* [Text passage]:
= = =
The purpose of this project is to update the classifications for the soil series of Trinidad and Tobago in accordance with the latest version of Keys to Soil Taxonomy (Soil Survey Staff, 2014b). The taxonomic classifications were originally assigned by Dr. Guy D. Smith, working with the University of the West Indies, as part of a larger project to classify the soils throughout the Caribbean region (Smith, 1983). Since then Soil Taxonomy has been revised numerous times and this has resulted in nearly all of these soils having obsolete classifications. This is now corrected. Tables 1 and 2 below present the old and new taxonomic names for the soil series.

This report can also be used to help in any planning for future updating of the soil survey of Trinidad and Tobago. The soil survey field work for the islands was completed in the 1960's. There have been many advances in soil survey technology and its application in the 50 plus years since this work was done. Some of the more important changes include the standards used for describing soil profiles, laboratory tests for documenting chemical and physical properties, cartographic procedures for making accurate maps, new kinds of soil interpretations to assist in land use management, and advances in soil classification. The section titled "Future Considerations" (below) details several issues involving the description of soils in the field and analysis of samples in the laboratory that would significantly improve the classification of the soils in any future work.
= = =
* [Records provided]:

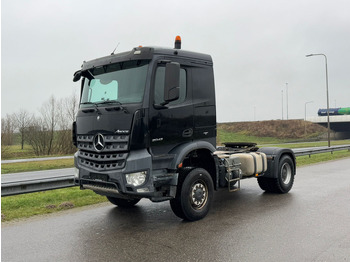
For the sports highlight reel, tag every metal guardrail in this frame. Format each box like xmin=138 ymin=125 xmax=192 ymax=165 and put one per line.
xmin=1 ymin=168 xmax=75 ymax=197
xmin=293 ymin=145 xmax=350 ymax=156
xmin=1 ymin=145 xmax=350 ymax=197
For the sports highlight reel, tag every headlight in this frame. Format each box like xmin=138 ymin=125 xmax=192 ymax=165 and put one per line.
xmin=74 ymin=167 xmax=79 ymax=179
xmin=125 ymin=171 xmax=147 ymax=186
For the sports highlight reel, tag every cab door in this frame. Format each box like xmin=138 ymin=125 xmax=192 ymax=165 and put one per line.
xmin=149 ymin=61 xmax=194 ymax=157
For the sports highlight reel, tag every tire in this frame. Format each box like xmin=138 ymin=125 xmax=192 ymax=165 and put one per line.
xmin=258 ymin=155 xmax=295 ymax=194
xmin=170 ymin=168 xmax=193 ymax=219
xmin=107 ymin=196 xmax=141 ymax=208
xmin=170 ymin=168 xmax=214 ymax=221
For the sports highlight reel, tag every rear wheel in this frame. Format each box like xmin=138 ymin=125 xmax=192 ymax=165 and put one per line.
xmin=258 ymin=155 xmax=295 ymax=194
xmin=107 ymin=196 xmax=141 ymax=208
xmin=170 ymin=168 xmax=214 ymax=221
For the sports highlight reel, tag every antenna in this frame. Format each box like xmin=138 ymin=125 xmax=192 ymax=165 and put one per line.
xmin=111 ymin=42 xmax=120 ymax=55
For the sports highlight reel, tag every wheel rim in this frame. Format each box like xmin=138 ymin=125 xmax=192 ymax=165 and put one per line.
xmin=281 ymin=163 xmax=292 ymax=185
xmin=190 ymin=180 xmax=208 ymax=209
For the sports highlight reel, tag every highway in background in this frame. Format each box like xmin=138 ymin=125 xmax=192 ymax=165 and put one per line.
xmin=2 ymin=158 xmax=350 ymax=262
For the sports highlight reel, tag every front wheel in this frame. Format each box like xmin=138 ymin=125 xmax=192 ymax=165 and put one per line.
xmin=107 ymin=196 xmax=141 ymax=208
xmin=171 ymin=168 xmax=214 ymax=221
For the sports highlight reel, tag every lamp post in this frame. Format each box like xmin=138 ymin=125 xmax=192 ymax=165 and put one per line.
xmin=282 ymin=89 xmax=283 ymax=120
xmin=286 ymin=83 xmax=288 ymax=120
xmin=304 ymin=101 xmax=314 ymax=135
xmin=306 ymin=54 xmax=331 ymax=147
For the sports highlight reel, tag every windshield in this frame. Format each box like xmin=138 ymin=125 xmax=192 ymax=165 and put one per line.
xmin=80 ymin=60 xmax=149 ymax=107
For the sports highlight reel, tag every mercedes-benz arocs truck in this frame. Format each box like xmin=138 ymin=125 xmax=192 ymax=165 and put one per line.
xmin=73 ymin=37 xmax=295 ymax=221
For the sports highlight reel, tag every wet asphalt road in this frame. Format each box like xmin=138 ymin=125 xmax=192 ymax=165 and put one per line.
xmin=1 ymin=158 xmax=350 ymax=261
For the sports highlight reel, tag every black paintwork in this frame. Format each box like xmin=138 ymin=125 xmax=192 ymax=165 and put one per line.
xmin=74 ymin=47 xmax=216 ymax=201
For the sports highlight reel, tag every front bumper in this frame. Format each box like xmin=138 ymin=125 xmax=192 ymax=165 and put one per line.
xmin=74 ymin=149 xmax=178 ymax=202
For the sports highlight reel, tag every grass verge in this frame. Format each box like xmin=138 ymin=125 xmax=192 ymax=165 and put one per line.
xmin=1 ymin=187 xmax=107 ymax=222
xmin=296 ymin=150 xmax=350 ymax=167
xmin=1 ymin=159 xmax=74 ymax=174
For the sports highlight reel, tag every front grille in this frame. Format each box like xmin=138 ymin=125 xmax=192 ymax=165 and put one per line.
xmin=77 ymin=135 xmax=129 ymax=171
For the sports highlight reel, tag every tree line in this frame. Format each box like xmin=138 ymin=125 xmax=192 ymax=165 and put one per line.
xmin=1 ymin=94 xmax=79 ymax=156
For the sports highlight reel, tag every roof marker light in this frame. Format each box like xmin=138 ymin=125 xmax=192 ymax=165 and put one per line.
xmin=174 ymin=35 xmax=181 ymax=49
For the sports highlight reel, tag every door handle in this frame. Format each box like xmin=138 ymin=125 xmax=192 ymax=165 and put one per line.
xmin=182 ymin=128 xmax=193 ymax=137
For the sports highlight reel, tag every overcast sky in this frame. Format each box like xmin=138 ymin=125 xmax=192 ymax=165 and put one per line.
xmin=1 ymin=0 xmax=350 ymax=122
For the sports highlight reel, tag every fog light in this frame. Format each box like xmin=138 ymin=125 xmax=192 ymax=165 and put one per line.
xmin=125 ymin=171 xmax=147 ymax=186
xmin=74 ymin=167 xmax=79 ymax=179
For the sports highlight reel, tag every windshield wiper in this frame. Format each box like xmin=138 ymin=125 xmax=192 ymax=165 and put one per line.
xmin=96 ymin=100 xmax=122 ymax=105
xmin=97 ymin=100 xmax=129 ymax=113
xmin=80 ymin=102 xmax=101 ymax=115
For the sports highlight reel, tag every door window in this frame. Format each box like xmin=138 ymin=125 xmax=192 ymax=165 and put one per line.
xmin=154 ymin=66 xmax=187 ymax=105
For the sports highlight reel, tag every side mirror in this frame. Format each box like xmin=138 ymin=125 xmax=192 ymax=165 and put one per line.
xmin=164 ymin=62 xmax=180 ymax=103
xmin=73 ymin=70 xmax=81 ymax=82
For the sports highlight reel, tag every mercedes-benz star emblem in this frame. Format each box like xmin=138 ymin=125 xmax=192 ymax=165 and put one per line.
xmin=94 ymin=133 xmax=105 ymax=152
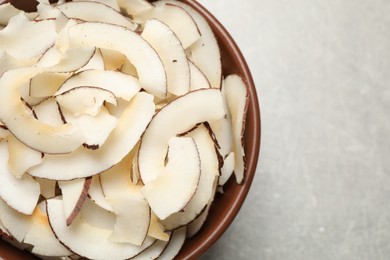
= = =
* [Challenge]:
Please return the full passage above on updating the soil series classifications of Trinidad and Tobago, word for word.

* [Answer to this exercise]:
The purpose of this project is to update the classifications for the soil series of Trinidad and Tobago in accordance with the latest version of Keys to Soil Taxonomy (Soil Survey Staff, 2014b). The taxonomic classifications were originally assigned by Dr. Guy D. Smith, working with the University of the West Indies, as part of a larger project to classify the soils throughout the Caribbean region (Smith, 1983). Since then Soil Taxonomy has been revised numerous times and this has resulted in nearly all of these soils having obsolete classifications. This is now corrected. Tables 1 and 2 below present the old and new taxonomic names for the soil series.

This report can also be used to help in any planning for future updating of the soil survey of Trinidad and Tobago. The soil survey field work for the islands was completed in the 1960's. There have been many advances in soil survey technology and its application in the 50 plus years since this work was done. Some of the more important changes include the standards used for describing soil profiles, laboratory tests for documenting chemical and physical properties, cartographic procedures for making accurate maps, new kinds of soil interpretations to assist in land use management, and advances in soil classification. The section titled "Future Considerations" (below) details several issues involving the description of soils in the field and analysis of samples in the laboratory that would significantly improve the classification of the soils in any future work.